- Directions -
Each entry below must be repeated exactly, with pictures left out.

═════ The data ═════

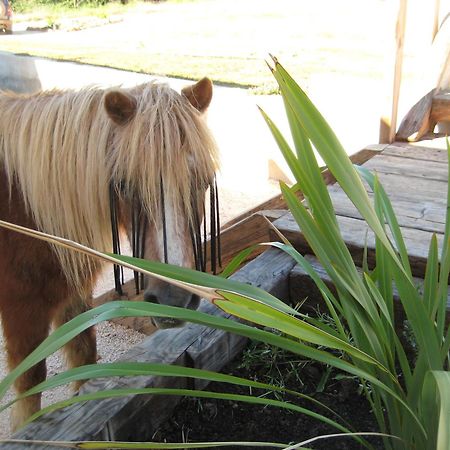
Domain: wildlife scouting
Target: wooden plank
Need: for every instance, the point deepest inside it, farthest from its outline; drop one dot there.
(417, 121)
(303, 287)
(388, 123)
(141, 324)
(249, 231)
(277, 202)
(416, 152)
(420, 215)
(137, 417)
(356, 235)
(440, 110)
(429, 170)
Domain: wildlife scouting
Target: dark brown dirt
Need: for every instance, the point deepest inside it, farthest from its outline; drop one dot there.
(217, 420)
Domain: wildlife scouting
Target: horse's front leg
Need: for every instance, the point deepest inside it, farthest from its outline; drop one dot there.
(25, 326)
(82, 349)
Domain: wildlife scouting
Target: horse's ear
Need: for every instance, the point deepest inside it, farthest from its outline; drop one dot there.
(199, 94)
(120, 107)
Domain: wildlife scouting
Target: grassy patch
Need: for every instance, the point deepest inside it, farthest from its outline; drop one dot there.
(191, 39)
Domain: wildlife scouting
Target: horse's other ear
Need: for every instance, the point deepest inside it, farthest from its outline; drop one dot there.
(120, 107)
(199, 94)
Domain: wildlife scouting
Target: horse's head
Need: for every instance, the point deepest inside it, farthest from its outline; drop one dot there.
(165, 162)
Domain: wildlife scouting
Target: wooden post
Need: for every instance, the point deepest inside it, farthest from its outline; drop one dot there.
(437, 7)
(388, 124)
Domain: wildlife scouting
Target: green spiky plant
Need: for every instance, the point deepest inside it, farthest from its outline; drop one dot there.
(413, 414)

═════

- Reply to the task -
Domain: wildlife scouting
Target: wooden plank
Need: for every instance, the point deepest inside it, farthest from its outline; drop one dot there.
(417, 121)
(303, 287)
(388, 123)
(141, 324)
(249, 231)
(277, 202)
(416, 152)
(420, 215)
(137, 417)
(356, 235)
(440, 110)
(429, 170)
Domain: wildlife scouting
Target: dark brown dirt
Need: for every instance, the point deepest inside it, farthest from its outline; drop one dot there.
(217, 420)
Domain: wildlife scouting
Target: horse's front leg
Need: for every instance, the point deepest inside it, farthest from its outline; drop one dot there.
(25, 326)
(82, 349)
Domain: wildlife scouting
Target: horse's ear
Need: for every instance, the point deepest inside it, farthest from its outline; drop one dot there.
(199, 94)
(120, 107)
Domain: wildlife scouting
Target: grassy patch
Need: for every instance, the point deepest inside it, farthest from its outline; drop one dot there.
(191, 39)
Domain: wildlife scouting
Target: horse's other ear
Need: for every instance, the point deepest inside it, farthest from its outline; drop one dot there.
(120, 107)
(199, 94)
Domain: wildlife scouting
Target: horse's head
Need: for every instance, the point deepest inside it, farthest from its outline; drop one dot there.
(165, 162)
Domain: wildlife scouting
Target: wooden post
Need: for every instance, the point deepest inside it, farthest from its outline; drop one dot there.
(437, 7)
(388, 124)
Domain: wildlife scouting
Target: green spiky plant
Need: for every instance, the point deepest inside it, farthest from its outline; drop one dot there.
(413, 414)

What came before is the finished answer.